◆ **AVAILABLE RECORDS**:
• • • •

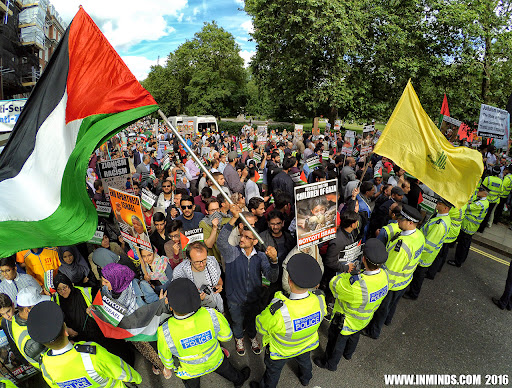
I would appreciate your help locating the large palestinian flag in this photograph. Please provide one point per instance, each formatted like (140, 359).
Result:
(85, 96)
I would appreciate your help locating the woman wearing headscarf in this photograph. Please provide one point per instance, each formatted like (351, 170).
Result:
(74, 302)
(74, 266)
(119, 282)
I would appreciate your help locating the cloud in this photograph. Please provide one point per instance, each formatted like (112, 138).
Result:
(126, 23)
(139, 66)
(246, 56)
(247, 26)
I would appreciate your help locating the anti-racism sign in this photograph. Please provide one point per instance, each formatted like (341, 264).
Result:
(315, 207)
(10, 110)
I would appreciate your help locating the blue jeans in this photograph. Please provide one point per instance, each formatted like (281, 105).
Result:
(243, 316)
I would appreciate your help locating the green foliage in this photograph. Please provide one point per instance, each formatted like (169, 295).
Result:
(202, 76)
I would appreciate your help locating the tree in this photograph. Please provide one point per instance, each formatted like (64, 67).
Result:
(301, 49)
(203, 76)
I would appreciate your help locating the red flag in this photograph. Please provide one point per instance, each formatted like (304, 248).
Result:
(444, 108)
(184, 241)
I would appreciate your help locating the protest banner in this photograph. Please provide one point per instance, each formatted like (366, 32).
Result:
(98, 235)
(10, 110)
(315, 211)
(147, 198)
(128, 213)
(493, 122)
(114, 173)
(352, 253)
(314, 162)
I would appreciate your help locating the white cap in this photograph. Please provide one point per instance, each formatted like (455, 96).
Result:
(30, 296)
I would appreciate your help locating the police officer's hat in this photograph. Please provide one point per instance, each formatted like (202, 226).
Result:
(304, 271)
(45, 322)
(374, 251)
(410, 213)
(183, 296)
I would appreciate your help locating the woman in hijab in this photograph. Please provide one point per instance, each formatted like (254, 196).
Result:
(74, 302)
(74, 266)
(118, 282)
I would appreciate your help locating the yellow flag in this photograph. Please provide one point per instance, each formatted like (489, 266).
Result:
(413, 141)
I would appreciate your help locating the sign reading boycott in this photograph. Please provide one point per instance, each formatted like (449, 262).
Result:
(128, 213)
(114, 174)
(493, 122)
(10, 110)
(315, 207)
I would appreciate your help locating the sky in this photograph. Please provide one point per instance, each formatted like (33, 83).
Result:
(144, 32)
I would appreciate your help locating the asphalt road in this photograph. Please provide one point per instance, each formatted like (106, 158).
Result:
(453, 328)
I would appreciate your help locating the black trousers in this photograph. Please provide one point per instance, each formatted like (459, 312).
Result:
(417, 281)
(462, 250)
(499, 210)
(225, 369)
(484, 223)
(339, 345)
(274, 367)
(506, 298)
(440, 259)
(385, 312)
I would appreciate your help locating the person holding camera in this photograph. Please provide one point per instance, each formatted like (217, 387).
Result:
(204, 272)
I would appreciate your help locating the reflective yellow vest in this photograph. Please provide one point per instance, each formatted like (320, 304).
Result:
(435, 232)
(493, 183)
(86, 292)
(290, 326)
(87, 364)
(403, 256)
(20, 336)
(456, 217)
(194, 341)
(358, 296)
(475, 214)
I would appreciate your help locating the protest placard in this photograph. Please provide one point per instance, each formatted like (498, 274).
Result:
(128, 213)
(315, 211)
(10, 110)
(493, 122)
(114, 173)
(147, 198)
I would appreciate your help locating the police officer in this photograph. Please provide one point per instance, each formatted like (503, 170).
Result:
(290, 325)
(31, 349)
(493, 183)
(83, 364)
(404, 252)
(475, 214)
(188, 342)
(357, 298)
(435, 232)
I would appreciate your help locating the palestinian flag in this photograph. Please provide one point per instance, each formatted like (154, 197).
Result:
(84, 97)
(444, 110)
(141, 325)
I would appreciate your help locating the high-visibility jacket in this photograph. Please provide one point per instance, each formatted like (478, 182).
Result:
(404, 252)
(290, 326)
(506, 187)
(87, 364)
(392, 229)
(21, 337)
(475, 214)
(435, 232)
(456, 217)
(358, 296)
(493, 183)
(86, 292)
(194, 341)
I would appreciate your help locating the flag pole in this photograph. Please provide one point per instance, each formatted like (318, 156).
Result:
(209, 175)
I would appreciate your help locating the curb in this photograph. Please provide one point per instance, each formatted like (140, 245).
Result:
(492, 245)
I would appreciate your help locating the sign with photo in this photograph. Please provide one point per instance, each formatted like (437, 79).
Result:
(315, 212)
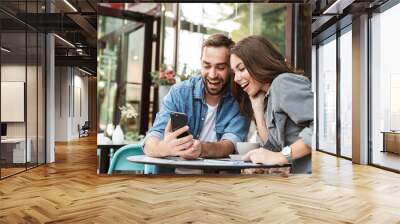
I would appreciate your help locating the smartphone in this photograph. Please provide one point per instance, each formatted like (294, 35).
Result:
(179, 120)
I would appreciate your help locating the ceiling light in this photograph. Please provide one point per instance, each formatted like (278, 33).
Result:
(169, 14)
(70, 5)
(84, 71)
(65, 41)
(337, 7)
(5, 50)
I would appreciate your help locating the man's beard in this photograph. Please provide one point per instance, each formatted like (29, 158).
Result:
(213, 92)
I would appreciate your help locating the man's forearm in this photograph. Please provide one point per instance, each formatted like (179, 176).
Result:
(217, 149)
(151, 147)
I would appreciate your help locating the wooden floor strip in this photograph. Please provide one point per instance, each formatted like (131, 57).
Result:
(70, 191)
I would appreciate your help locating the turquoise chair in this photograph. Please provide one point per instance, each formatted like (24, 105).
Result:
(118, 161)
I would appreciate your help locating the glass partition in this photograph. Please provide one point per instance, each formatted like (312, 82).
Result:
(327, 96)
(121, 55)
(22, 89)
(385, 89)
(346, 94)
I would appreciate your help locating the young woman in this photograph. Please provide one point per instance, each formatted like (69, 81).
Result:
(279, 101)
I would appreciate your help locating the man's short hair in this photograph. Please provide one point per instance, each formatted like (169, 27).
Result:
(218, 40)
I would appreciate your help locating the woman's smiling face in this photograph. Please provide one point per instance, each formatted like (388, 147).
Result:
(243, 78)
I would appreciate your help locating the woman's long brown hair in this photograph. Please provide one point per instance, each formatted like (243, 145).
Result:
(263, 62)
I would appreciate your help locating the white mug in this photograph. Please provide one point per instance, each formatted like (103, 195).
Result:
(244, 147)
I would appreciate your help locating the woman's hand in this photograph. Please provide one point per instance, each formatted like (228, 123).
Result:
(265, 156)
(257, 101)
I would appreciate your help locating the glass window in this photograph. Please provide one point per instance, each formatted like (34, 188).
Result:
(385, 88)
(346, 94)
(327, 96)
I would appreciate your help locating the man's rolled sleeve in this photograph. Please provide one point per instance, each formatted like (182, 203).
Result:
(306, 134)
(169, 105)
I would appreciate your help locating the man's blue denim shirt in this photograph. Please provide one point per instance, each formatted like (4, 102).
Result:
(188, 97)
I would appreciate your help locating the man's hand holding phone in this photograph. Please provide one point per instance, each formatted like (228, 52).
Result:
(171, 144)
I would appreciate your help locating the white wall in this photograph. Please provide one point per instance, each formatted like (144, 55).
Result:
(71, 93)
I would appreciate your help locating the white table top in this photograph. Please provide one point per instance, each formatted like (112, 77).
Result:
(224, 163)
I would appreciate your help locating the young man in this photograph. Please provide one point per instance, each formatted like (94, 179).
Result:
(214, 121)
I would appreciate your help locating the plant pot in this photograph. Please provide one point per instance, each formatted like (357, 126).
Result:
(118, 136)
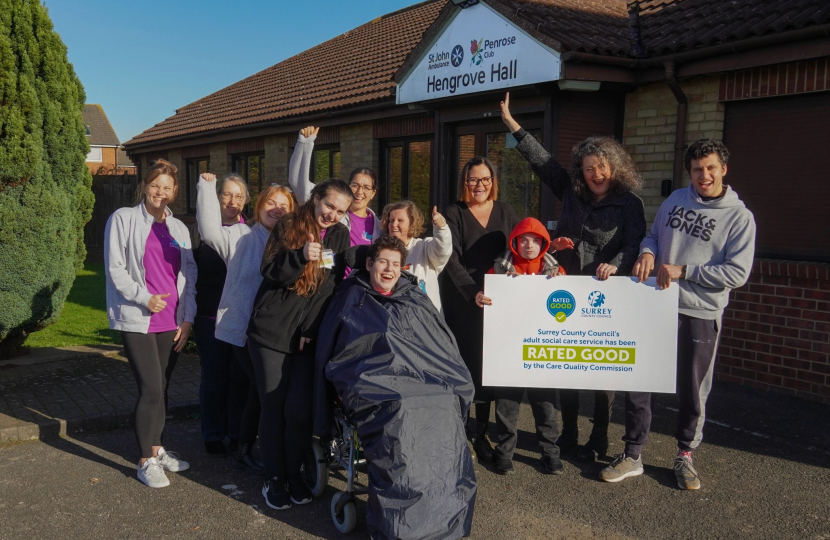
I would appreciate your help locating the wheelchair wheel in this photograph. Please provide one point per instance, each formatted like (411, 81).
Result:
(346, 519)
(316, 469)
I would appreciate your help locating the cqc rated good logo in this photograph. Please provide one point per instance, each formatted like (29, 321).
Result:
(561, 304)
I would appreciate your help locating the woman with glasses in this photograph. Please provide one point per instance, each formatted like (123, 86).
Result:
(239, 248)
(604, 218)
(223, 386)
(480, 225)
(362, 222)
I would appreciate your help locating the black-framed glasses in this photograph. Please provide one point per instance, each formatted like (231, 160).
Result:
(484, 181)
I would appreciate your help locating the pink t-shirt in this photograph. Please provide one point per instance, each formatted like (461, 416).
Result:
(361, 229)
(162, 262)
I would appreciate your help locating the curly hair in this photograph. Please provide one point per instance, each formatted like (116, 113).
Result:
(387, 241)
(292, 232)
(624, 175)
(416, 217)
(704, 147)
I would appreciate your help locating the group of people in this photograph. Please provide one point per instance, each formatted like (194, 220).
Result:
(315, 264)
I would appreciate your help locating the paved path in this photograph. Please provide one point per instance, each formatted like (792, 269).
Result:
(765, 465)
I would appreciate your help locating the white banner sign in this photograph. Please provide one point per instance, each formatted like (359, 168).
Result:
(479, 50)
(579, 332)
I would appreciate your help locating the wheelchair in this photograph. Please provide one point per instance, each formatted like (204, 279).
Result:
(343, 451)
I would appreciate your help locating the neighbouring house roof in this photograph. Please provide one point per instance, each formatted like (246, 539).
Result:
(121, 158)
(99, 129)
(359, 67)
(353, 68)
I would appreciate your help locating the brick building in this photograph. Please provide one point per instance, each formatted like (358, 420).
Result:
(407, 96)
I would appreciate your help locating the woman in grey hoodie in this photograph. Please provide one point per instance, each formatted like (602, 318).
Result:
(605, 220)
(151, 299)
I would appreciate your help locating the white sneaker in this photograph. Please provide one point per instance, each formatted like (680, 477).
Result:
(170, 461)
(152, 474)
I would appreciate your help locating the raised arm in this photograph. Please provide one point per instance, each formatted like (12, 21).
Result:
(300, 165)
(116, 237)
(541, 161)
(439, 247)
(209, 217)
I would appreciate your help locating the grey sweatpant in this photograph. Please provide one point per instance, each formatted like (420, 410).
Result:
(697, 345)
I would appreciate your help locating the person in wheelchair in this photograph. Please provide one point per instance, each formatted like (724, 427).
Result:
(393, 361)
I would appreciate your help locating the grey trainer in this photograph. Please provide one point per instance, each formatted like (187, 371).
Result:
(152, 474)
(686, 474)
(170, 461)
(621, 468)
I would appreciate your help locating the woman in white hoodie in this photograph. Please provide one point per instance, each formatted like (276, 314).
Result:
(427, 256)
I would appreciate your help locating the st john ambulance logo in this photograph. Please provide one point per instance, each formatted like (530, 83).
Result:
(457, 55)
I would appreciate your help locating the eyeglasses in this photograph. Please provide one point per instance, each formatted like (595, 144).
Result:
(286, 188)
(365, 189)
(484, 180)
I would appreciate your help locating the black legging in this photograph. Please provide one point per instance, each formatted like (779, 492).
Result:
(152, 359)
(249, 424)
(284, 384)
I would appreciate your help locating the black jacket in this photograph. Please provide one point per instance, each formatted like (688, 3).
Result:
(281, 317)
(398, 372)
(609, 231)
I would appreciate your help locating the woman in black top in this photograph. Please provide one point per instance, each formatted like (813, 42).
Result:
(605, 220)
(288, 309)
(480, 225)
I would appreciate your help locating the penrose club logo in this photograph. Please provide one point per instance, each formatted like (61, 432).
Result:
(475, 50)
(561, 305)
(596, 300)
(457, 55)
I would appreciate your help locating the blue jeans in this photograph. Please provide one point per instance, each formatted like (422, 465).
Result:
(223, 390)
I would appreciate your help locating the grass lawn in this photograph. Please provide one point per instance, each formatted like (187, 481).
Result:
(84, 317)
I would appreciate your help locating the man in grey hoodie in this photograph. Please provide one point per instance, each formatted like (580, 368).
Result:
(704, 238)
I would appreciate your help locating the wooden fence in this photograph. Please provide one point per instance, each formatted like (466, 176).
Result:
(111, 193)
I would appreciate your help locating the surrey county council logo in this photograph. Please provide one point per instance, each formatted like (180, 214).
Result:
(596, 299)
(561, 304)
(457, 55)
(475, 50)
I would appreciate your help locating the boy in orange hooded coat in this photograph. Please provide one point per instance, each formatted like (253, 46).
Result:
(527, 255)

• • • •

◆ **TASK ITEM**:
Copy the lines that hold the word "officer". Take them from the records above.

◆ **YOUR RESPONSE**:
I would appreciate your help locating the police officer's hat in this photograph. Please provide one point per instance, each formatted like (202, 226).
I would appreciate your help locating the police officer in this photograph. Please provide one point per instance, each formatted like (503, 170).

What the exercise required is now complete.